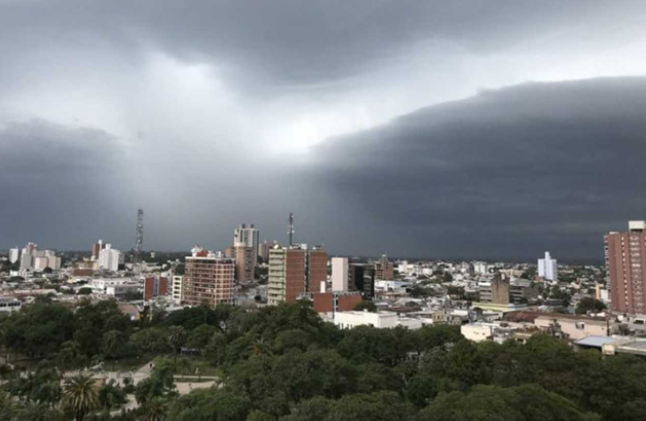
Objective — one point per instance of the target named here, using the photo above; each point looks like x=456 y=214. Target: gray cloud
x=204 y=113
x=508 y=172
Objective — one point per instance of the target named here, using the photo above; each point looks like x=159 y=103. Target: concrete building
x=331 y=302
x=294 y=271
x=177 y=288
x=155 y=286
x=384 y=269
x=626 y=268
x=14 y=255
x=340 y=274
x=547 y=268
x=109 y=258
x=381 y=320
x=362 y=278
x=245 y=258
x=9 y=304
x=248 y=236
x=208 y=279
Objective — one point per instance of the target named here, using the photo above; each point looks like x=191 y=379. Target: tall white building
x=109 y=258
x=249 y=236
x=14 y=255
x=547 y=268
x=340 y=272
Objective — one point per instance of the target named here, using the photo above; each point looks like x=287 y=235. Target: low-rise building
x=385 y=319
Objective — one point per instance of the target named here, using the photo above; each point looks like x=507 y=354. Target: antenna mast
x=139 y=237
x=290 y=229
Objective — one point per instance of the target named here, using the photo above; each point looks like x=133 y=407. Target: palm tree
x=111 y=343
x=80 y=395
x=176 y=339
x=155 y=410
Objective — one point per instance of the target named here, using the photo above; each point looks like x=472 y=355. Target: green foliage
x=210 y=404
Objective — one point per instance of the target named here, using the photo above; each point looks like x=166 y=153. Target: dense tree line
x=284 y=363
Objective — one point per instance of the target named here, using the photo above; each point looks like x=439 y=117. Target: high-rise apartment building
x=208 y=279
x=384 y=269
x=547 y=268
x=340 y=274
x=14 y=255
x=294 y=271
x=109 y=258
x=316 y=268
x=626 y=268
x=176 y=293
x=96 y=249
x=245 y=258
x=249 y=236
x=155 y=286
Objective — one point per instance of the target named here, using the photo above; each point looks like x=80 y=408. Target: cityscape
x=324 y=210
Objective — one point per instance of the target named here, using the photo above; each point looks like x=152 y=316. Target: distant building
x=294 y=271
x=340 y=274
x=547 y=268
x=625 y=257
x=155 y=286
x=388 y=320
x=14 y=255
x=208 y=279
x=331 y=302
x=384 y=269
x=109 y=258
x=96 y=249
x=249 y=236
x=362 y=278
x=177 y=288
x=245 y=258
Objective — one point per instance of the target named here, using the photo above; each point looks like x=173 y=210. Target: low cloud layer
x=386 y=126
x=508 y=172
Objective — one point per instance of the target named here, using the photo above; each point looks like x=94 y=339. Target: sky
x=428 y=129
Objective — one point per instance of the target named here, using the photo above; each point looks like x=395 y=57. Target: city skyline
x=485 y=129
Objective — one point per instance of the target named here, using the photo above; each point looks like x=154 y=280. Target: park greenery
x=284 y=363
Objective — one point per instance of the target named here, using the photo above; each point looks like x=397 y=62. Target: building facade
x=626 y=268
x=294 y=271
x=384 y=269
x=155 y=286
x=547 y=268
x=208 y=279
x=340 y=274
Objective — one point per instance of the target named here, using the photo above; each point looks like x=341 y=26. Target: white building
x=176 y=292
x=249 y=236
x=340 y=272
x=547 y=268
x=9 y=304
x=386 y=319
x=109 y=258
x=14 y=255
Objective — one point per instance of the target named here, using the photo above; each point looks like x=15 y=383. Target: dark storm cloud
x=508 y=172
x=59 y=182
x=277 y=44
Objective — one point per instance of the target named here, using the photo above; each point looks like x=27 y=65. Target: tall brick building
x=294 y=271
x=625 y=266
x=208 y=279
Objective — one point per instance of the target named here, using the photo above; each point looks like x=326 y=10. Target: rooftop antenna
x=139 y=237
x=290 y=229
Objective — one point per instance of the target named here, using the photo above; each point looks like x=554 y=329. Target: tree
x=589 y=304
x=210 y=404
x=176 y=338
x=80 y=395
x=155 y=410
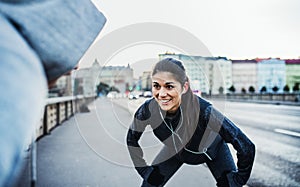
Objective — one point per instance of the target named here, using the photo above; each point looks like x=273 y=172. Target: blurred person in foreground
x=192 y=132
x=40 y=41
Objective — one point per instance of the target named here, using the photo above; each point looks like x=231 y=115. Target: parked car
x=133 y=95
x=112 y=94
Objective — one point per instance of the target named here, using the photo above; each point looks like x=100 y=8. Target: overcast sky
x=235 y=29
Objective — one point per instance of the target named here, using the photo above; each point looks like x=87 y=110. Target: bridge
x=82 y=143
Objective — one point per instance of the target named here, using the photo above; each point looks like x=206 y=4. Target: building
x=271 y=73
x=118 y=77
x=210 y=75
x=244 y=74
x=292 y=72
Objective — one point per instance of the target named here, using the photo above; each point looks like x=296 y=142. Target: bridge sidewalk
x=84 y=152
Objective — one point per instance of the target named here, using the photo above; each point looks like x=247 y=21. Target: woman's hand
x=155 y=178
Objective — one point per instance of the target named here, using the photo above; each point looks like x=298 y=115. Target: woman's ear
x=185 y=87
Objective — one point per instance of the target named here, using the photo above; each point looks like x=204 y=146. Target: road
x=90 y=149
x=275 y=130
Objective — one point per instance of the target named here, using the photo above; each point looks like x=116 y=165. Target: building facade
x=244 y=75
x=292 y=73
x=271 y=73
x=87 y=79
x=210 y=75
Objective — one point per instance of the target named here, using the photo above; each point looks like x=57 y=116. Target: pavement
x=89 y=150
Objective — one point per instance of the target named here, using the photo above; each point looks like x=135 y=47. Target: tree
x=232 y=89
x=243 y=90
x=251 y=89
x=286 y=89
x=263 y=89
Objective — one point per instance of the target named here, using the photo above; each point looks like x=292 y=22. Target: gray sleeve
x=59 y=31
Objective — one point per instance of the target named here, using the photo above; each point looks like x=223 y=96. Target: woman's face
x=167 y=91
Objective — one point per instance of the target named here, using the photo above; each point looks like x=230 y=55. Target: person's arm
x=133 y=136
x=241 y=143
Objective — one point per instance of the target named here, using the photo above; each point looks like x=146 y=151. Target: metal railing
x=59 y=109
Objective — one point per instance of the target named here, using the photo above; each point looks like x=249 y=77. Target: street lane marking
x=292 y=133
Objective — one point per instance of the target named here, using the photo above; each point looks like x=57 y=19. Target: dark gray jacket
x=213 y=129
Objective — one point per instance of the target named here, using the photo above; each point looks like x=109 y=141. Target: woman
x=192 y=131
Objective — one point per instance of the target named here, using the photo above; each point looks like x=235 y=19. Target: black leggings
x=219 y=166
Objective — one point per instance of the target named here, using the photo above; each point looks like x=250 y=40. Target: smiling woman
x=191 y=129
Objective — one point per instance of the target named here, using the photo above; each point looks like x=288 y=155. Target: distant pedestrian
x=40 y=40
x=191 y=129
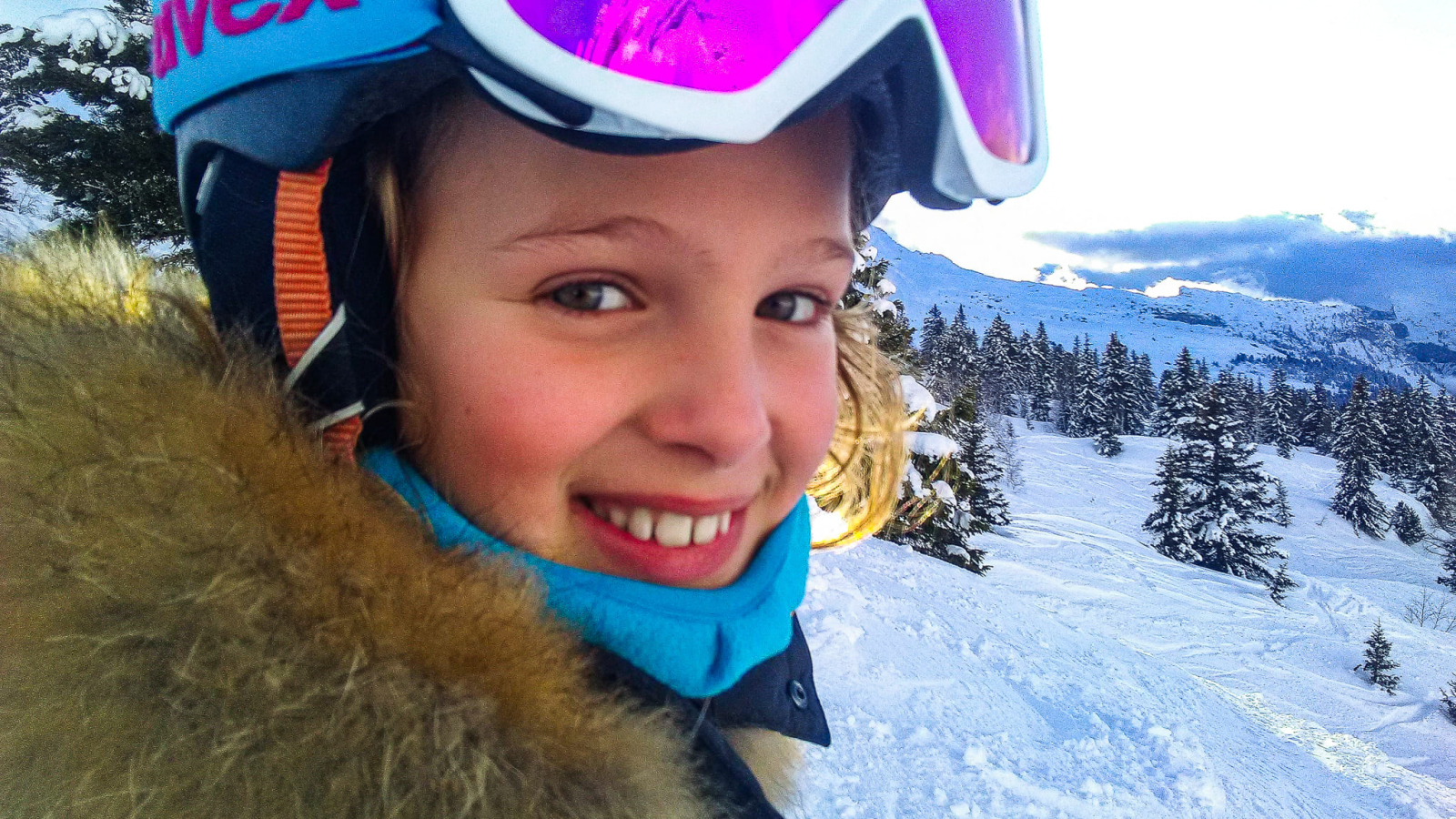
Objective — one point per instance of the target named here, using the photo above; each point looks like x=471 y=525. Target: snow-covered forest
x=1187 y=557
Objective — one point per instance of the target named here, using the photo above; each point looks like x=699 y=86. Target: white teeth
x=641 y=523
x=705 y=530
x=674 y=530
x=667 y=528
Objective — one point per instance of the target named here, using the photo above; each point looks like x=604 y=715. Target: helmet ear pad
x=233 y=239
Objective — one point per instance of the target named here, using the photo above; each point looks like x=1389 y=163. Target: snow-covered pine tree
x=871 y=286
x=1283 y=515
x=1358 y=440
x=1228 y=494
x=1448 y=551
x=76 y=121
x=1280 y=584
x=1443 y=411
x=956 y=354
x=1279 y=416
x=1449 y=700
x=1118 y=389
x=1378 y=661
x=1171 y=522
x=939 y=513
x=1065 y=390
x=1407 y=525
x=1238 y=397
x=1177 y=397
x=1040 y=373
x=999 y=368
x=1318 y=423
x=932 y=329
x=1390 y=455
x=1429 y=455
x=1147 y=394
x=1087 y=411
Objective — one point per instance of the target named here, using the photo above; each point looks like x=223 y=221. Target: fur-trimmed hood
x=206 y=615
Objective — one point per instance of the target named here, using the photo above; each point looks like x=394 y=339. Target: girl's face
x=626 y=363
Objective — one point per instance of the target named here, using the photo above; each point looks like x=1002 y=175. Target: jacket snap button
x=801 y=698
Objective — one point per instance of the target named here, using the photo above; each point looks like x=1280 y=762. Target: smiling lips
x=670 y=530
x=662 y=540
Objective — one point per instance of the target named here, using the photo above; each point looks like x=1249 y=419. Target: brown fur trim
x=774 y=760
x=204 y=615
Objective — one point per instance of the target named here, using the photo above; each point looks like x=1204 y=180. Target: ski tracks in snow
x=1349 y=756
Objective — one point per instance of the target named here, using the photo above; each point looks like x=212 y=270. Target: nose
x=711 y=398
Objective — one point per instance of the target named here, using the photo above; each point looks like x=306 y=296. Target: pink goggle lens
x=986 y=46
x=727 y=46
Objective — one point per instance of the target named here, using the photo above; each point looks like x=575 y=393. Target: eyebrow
x=625 y=228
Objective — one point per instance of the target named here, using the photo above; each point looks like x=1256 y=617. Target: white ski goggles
x=735 y=70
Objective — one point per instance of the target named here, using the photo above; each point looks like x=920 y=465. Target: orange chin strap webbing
x=302 y=286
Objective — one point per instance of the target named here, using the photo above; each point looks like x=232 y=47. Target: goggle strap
x=302 y=293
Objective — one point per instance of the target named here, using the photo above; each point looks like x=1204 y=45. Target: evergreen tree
x=76 y=123
x=1449 y=700
x=954 y=353
x=1040 y=373
x=1147 y=395
x=1067 y=361
x=1378 y=661
x=986 y=506
x=1280 y=583
x=932 y=329
x=1279 y=416
x=953 y=497
x=1242 y=407
x=1228 y=494
x=999 y=368
x=1118 y=389
x=1107 y=442
x=1283 y=515
x=1317 y=426
x=1356 y=445
x=1388 y=453
x=1448 y=551
x=1177 y=397
x=1407 y=525
x=1171 y=522
x=1427 y=455
x=1087 y=411
x=871 y=286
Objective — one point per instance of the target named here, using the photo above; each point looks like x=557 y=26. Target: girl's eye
x=795 y=308
x=592 y=296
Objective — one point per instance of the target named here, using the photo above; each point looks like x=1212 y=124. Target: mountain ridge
x=1329 y=341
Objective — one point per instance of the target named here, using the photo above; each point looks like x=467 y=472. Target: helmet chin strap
x=308 y=321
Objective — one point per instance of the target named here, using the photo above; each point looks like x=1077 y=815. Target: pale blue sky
x=1198 y=113
x=1191 y=113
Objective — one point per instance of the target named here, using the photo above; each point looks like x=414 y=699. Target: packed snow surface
x=1089 y=676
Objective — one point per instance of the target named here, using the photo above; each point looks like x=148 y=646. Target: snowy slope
x=1215 y=325
x=1088 y=676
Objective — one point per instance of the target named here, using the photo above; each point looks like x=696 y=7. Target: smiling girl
x=490 y=497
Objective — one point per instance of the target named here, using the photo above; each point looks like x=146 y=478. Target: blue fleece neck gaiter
x=696 y=642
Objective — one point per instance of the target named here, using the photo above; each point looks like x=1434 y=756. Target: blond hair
x=859 y=480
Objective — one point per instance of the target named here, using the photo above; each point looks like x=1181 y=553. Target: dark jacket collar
x=778 y=694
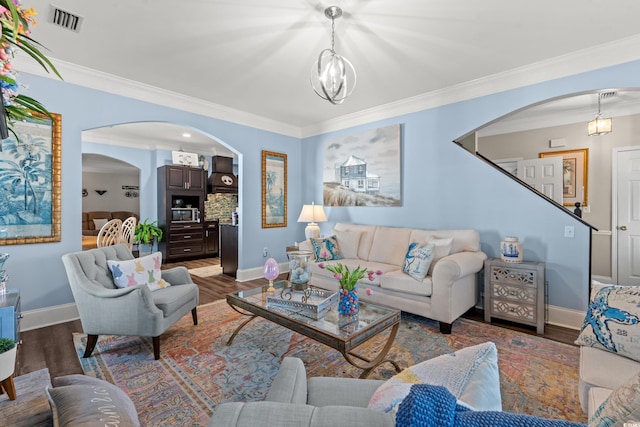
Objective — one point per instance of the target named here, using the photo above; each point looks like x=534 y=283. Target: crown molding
x=607 y=54
x=94 y=79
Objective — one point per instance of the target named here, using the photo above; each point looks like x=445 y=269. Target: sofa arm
x=455 y=266
x=177 y=275
x=290 y=385
x=251 y=414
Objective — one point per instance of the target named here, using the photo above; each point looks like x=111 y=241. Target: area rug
x=31 y=407
x=197 y=371
x=208 y=271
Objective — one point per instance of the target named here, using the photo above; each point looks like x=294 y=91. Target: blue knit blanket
x=434 y=406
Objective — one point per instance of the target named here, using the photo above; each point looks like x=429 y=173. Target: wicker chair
x=110 y=233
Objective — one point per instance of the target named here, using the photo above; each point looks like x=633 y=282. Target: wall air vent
x=64 y=19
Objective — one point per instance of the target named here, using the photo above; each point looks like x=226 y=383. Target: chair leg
x=91 y=344
x=8 y=386
x=156 y=347
x=445 y=328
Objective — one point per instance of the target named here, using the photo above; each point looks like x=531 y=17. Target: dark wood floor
x=52 y=347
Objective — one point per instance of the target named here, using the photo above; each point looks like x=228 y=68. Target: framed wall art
x=363 y=169
x=274 y=189
x=575 y=168
x=30 y=179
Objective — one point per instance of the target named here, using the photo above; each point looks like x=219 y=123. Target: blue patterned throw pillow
x=326 y=249
x=612 y=322
x=418 y=259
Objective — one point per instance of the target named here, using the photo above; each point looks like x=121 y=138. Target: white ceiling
x=255 y=55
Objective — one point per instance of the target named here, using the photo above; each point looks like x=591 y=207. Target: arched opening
x=558 y=128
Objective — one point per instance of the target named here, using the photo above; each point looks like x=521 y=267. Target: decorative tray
x=312 y=302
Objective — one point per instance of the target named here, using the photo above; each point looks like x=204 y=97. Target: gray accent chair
x=107 y=310
x=294 y=401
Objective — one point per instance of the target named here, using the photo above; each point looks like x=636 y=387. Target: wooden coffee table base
x=354 y=359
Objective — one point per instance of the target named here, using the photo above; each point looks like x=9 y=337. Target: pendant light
x=599 y=126
x=332 y=76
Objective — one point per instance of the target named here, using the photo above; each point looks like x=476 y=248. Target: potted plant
x=8 y=351
x=145 y=234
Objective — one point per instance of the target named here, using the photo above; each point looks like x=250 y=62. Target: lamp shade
x=312 y=213
x=599 y=126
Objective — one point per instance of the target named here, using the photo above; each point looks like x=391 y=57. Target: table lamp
x=312 y=213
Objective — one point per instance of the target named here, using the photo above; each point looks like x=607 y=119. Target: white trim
x=602 y=279
x=608 y=54
x=614 y=207
x=258 y=272
x=565 y=317
x=42 y=317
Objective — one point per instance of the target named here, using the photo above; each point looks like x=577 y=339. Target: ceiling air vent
x=65 y=19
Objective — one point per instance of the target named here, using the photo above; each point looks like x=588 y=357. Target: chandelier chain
x=333 y=34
# # #
* YOUR INSTRUCTIONS *
Copy out the data word for word, starting with the line that contains "packed snow surface" and going on through the line that contains "x=1088 y=676".

* THE SOLUTION *
Objective — one point per instance of the target named here, using the photo above; each point looks like x=414 y=699. Target: packed snow surface
x=1089 y=676
Objective — one point per instance of the target named here, using the photo above; each point looks like x=148 y=646. Target: snowy slope
x=1215 y=325
x=1088 y=676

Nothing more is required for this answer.